• [EXERCISE DIRECTIONS] Print the listing below from its first line through the line containing "[(492, 1131), (51, 685), (861, 939), (998, 527)]", copying each line unchanged. Leave the pictures out of your answer.

• [RECORDS PROVIDED]
* * * *
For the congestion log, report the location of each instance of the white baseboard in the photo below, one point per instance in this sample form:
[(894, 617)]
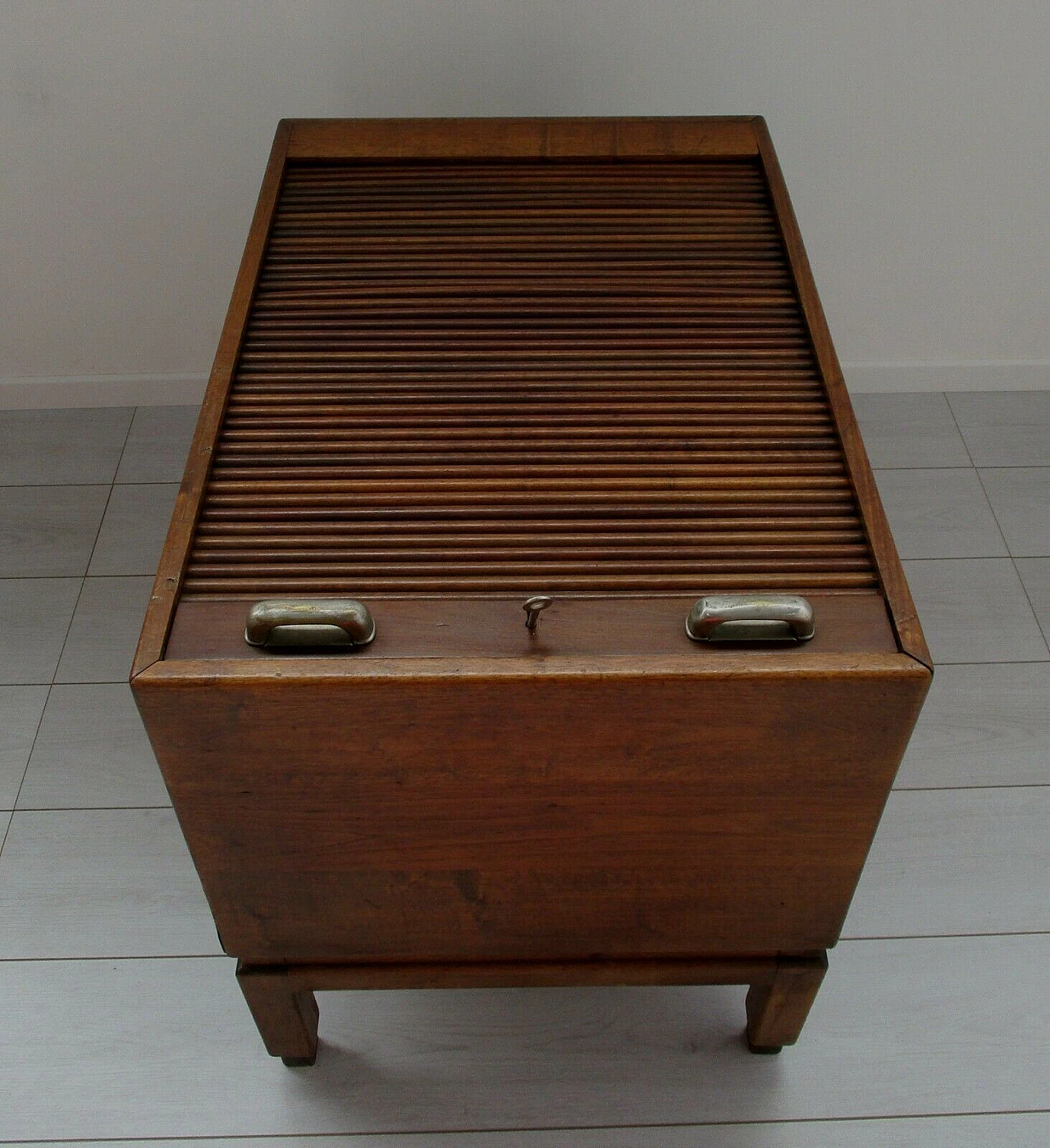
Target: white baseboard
[(972, 375), (103, 390), (177, 390)]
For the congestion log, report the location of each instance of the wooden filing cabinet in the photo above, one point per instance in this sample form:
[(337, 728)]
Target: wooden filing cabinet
[(469, 363)]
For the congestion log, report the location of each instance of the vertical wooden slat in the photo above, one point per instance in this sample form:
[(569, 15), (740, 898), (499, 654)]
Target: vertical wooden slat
[(901, 605)]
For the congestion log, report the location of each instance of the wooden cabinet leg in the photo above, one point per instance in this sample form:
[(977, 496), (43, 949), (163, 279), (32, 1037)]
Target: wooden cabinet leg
[(286, 1018), (777, 1009)]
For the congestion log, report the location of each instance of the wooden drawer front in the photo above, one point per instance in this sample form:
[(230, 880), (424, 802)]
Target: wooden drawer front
[(508, 818)]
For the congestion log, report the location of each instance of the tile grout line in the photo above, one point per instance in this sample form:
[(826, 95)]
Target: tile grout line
[(492, 1131), (51, 685), (861, 939), (998, 527)]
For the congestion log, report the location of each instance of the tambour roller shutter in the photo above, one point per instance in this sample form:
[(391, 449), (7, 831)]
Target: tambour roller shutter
[(491, 376), (476, 365)]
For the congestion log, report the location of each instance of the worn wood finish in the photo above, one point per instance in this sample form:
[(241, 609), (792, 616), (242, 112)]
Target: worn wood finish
[(568, 138), (187, 503), (469, 361), (285, 1010), (556, 817), (777, 1009), (895, 587), (459, 628), (445, 344), (286, 1016)]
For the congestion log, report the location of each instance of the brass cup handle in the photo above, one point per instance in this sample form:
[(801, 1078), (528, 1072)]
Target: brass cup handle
[(309, 622), (751, 617)]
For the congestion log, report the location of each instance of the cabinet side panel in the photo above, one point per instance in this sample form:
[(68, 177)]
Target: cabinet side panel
[(527, 818), (184, 517)]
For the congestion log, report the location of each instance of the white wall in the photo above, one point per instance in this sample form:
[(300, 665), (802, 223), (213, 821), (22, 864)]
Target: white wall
[(915, 139)]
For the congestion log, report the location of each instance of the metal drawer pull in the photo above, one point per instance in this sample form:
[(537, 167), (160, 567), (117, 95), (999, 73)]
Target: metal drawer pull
[(309, 622), (533, 606), (751, 617)]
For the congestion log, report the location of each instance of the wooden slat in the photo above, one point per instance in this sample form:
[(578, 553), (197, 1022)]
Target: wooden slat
[(476, 376)]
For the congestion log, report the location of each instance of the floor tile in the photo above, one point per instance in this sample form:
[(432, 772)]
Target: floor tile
[(21, 708), (134, 530), (100, 883), (957, 861), (166, 1048), (983, 726), (1004, 428), (34, 616), (105, 631), (909, 430), (975, 610), (48, 531), (1020, 497), (1002, 1130), (72, 445), (158, 444), (91, 752), (1035, 576), (941, 513)]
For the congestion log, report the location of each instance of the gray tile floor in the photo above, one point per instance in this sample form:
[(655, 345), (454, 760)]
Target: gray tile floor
[(121, 1018)]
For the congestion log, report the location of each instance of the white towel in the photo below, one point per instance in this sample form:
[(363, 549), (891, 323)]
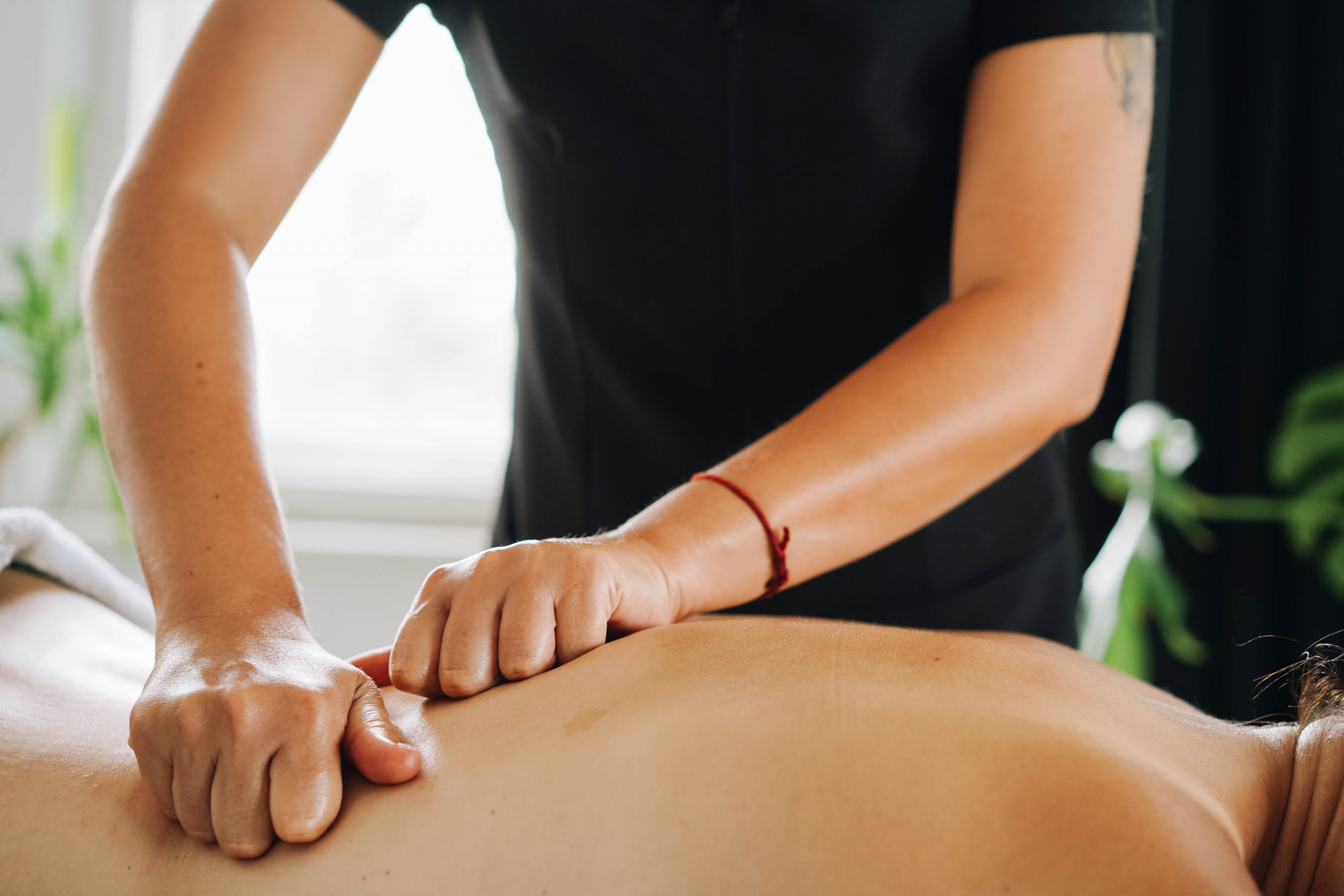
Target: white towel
[(33, 539)]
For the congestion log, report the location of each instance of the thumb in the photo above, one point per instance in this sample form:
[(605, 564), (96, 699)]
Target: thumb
[(374, 664), (373, 745)]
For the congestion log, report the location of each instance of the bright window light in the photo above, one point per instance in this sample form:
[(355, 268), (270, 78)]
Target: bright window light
[(383, 305)]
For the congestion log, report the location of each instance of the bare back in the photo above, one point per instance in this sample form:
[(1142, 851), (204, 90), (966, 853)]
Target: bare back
[(731, 754)]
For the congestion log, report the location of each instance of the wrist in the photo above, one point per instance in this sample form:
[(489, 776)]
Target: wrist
[(233, 616), (659, 561)]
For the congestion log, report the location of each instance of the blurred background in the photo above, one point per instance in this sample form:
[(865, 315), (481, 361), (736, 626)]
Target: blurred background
[(385, 330)]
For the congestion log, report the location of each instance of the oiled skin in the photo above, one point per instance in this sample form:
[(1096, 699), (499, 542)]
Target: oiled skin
[(743, 755)]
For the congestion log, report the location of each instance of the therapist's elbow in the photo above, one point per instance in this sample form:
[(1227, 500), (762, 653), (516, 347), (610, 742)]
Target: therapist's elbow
[(1081, 399), (1079, 383)]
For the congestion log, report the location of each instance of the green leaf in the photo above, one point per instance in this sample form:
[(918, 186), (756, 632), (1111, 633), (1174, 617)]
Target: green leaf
[(65, 139), (1170, 604), (1131, 648), (1318, 508), (1112, 484), (1174, 501), (1321, 393), (1332, 567), (1300, 449)]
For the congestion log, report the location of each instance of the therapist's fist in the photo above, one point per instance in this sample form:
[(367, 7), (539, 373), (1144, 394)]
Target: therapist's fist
[(515, 612), (241, 729)]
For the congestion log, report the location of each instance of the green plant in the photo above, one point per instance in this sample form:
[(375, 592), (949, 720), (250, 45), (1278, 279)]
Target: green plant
[(1131, 589), (41, 328)]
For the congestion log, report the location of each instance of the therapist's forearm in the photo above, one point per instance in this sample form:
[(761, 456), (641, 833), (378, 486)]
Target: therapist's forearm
[(172, 351), (941, 413)]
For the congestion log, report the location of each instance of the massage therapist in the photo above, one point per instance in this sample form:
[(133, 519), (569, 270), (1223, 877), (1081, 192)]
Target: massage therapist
[(858, 261)]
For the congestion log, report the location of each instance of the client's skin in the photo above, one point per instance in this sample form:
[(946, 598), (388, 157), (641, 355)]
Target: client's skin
[(719, 755)]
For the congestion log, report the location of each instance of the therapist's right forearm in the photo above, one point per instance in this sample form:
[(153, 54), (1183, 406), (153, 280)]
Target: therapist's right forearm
[(172, 350)]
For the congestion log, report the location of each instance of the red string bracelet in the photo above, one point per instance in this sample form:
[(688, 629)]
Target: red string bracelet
[(777, 546)]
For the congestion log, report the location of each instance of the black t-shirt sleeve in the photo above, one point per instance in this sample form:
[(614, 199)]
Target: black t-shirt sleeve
[(381, 15), (1002, 23)]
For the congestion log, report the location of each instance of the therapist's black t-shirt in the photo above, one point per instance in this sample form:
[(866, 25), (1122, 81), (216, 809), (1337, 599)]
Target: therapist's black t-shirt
[(722, 208)]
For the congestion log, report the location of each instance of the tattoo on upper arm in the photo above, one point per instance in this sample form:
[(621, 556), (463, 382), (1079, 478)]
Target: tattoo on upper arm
[(1129, 62)]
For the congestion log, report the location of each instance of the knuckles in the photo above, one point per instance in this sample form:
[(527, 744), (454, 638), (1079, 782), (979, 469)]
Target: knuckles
[(460, 683), (236, 714)]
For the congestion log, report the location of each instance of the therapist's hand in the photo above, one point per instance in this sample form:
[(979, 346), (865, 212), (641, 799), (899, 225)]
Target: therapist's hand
[(515, 612), (243, 724)]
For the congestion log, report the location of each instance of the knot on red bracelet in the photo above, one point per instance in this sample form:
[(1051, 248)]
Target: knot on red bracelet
[(779, 563)]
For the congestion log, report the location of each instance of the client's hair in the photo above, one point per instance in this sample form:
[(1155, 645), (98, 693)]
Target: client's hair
[(1320, 683)]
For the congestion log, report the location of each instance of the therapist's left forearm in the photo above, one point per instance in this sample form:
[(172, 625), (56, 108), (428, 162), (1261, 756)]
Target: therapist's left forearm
[(1046, 230), (941, 413)]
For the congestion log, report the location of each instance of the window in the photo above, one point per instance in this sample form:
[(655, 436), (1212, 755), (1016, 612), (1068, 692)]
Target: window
[(383, 304)]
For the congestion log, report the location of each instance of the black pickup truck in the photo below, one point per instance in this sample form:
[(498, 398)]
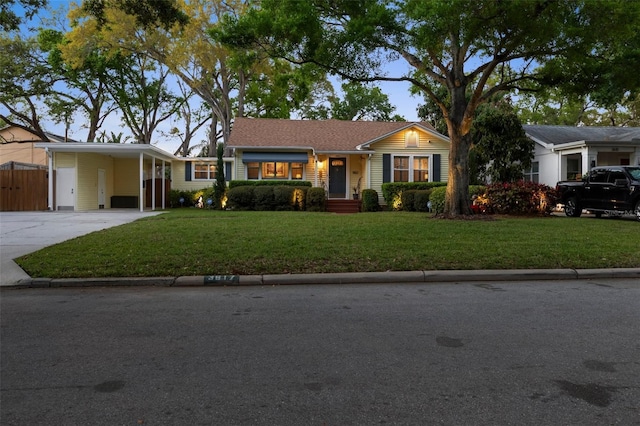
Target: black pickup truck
[(612, 190)]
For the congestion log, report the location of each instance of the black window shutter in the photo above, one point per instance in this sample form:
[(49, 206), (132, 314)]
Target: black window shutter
[(436, 167), (386, 168), (187, 171)]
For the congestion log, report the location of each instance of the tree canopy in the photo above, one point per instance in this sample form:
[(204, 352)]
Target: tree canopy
[(458, 45)]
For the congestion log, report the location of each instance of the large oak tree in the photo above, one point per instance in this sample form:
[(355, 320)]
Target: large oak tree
[(474, 49)]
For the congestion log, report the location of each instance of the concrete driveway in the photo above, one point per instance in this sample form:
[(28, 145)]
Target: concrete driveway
[(25, 232)]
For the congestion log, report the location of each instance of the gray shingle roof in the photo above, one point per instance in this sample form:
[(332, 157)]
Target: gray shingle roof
[(564, 134), (321, 135)]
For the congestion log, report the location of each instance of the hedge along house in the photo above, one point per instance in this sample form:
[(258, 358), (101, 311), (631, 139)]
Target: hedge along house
[(344, 157), (92, 176)]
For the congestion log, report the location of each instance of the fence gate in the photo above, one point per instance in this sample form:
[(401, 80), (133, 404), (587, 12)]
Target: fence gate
[(23, 190)]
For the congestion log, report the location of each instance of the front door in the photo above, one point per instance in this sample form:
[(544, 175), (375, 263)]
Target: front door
[(102, 183), (337, 177), (66, 188)]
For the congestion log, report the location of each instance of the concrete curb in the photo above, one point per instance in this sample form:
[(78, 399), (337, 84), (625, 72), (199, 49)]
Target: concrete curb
[(336, 278)]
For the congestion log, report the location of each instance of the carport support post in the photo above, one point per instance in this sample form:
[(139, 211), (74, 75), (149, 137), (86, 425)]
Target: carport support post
[(50, 200), (141, 184), (153, 183), (163, 186)]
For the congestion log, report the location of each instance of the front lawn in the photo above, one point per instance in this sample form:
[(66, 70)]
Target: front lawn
[(201, 242)]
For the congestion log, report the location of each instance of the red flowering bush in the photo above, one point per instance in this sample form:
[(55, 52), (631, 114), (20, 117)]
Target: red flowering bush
[(518, 198)]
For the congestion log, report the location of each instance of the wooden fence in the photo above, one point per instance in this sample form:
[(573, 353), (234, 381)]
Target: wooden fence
[(23, 190)]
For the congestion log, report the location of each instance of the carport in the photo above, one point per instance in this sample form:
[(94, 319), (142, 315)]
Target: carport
[(94, 176)]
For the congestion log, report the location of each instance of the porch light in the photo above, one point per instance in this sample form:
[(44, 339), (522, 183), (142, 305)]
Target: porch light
[(411, 138)]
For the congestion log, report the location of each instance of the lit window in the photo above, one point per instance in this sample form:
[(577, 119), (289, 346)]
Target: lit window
[(296, 171), (532, 174), (253, 170), (421, 169), (204, 171), (275, 170), (410, 168), (401, 169)]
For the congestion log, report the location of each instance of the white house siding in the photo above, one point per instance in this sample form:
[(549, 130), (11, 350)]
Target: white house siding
[(548, 165), (395, 144), (87, 188), (179, 182), (126, 177), (64, 159)]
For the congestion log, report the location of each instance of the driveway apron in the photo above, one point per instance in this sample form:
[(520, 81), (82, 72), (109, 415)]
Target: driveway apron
[(25, 232)]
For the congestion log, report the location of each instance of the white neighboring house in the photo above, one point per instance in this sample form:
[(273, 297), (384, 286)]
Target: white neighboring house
[(566, 152)]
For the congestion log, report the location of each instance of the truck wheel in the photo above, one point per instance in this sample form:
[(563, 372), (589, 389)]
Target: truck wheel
[(572, 207)]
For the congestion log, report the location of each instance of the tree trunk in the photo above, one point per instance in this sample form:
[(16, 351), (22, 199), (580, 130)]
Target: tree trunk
[(457, 198), (457, 201)]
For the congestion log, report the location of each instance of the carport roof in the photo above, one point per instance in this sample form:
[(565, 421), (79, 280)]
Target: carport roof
[(113, 150), (557, 135)]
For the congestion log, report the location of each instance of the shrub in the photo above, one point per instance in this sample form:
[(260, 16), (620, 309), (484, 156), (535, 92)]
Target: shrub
[(240, 198), (407, 198), (316, 200), (237, 183), (263, 198), (189, 198), (421, 200), (519, 198), (392, 191), (300, 198), (370, 200), (437, 199)]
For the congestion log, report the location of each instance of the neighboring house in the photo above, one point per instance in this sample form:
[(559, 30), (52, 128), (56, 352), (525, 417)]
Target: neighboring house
[(338, 155), (566, 153)]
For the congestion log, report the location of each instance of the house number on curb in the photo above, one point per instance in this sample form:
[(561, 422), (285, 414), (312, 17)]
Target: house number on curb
[(223, 279)]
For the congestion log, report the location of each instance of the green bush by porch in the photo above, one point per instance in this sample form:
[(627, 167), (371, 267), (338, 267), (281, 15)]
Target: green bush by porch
[(392, 191)]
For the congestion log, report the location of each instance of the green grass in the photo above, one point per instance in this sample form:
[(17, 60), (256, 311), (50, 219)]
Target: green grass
[(200, 242)]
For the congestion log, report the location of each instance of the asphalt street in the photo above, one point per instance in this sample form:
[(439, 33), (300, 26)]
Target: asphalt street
[(489, 353)]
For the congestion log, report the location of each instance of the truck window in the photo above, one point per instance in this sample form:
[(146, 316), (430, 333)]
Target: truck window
* * * *
• [RESULT OF THE TASK]
For the congestion log, report the location of each instance of the white baseboard in the photo below, one point per instance in this sample form:
[(894, 617)]
Target: white baseboard
[(972, 375), (103, 390), (177, 390)]
For the congestion log, report the location of each instance of the wooden filing cabinet in the photo above, one point per instance in this sample form:
[(337, 728)]
Target: wooden filing cabinet
[(469, 363)]
For the congestion log, report the location of each instance of the vertical wooden slat in the photo above, one point per instance in this sample form:
[(569, 15), (740, 898), (499, 654)]
Target: vertical wooden slat
[(901, 605)]
For the congestion log, report the location of each instance of the wooden cabinet leg in the photo above, one point per instance in this sample form:
[(977, 496), (43, 949), (163, 279), (32, 1037)]
Target: wooden cabinet leg
[(286, 1018), (777, 1009)]
For the congestion log, report the location of each instance of the wooden drawer front in the photo above, one point per instance in this sample form:
[(230, 880), (424, 802)]
Target: wooden drawer front
[(508, 818)]
For the congestion log, report the location of each instance of the tile grout line in the photo above, one point per instance in this sample form:
[(826, 95)]
Target: tile grout line
[(492, 1131), (51, 685), (861, 939), (998, 527)]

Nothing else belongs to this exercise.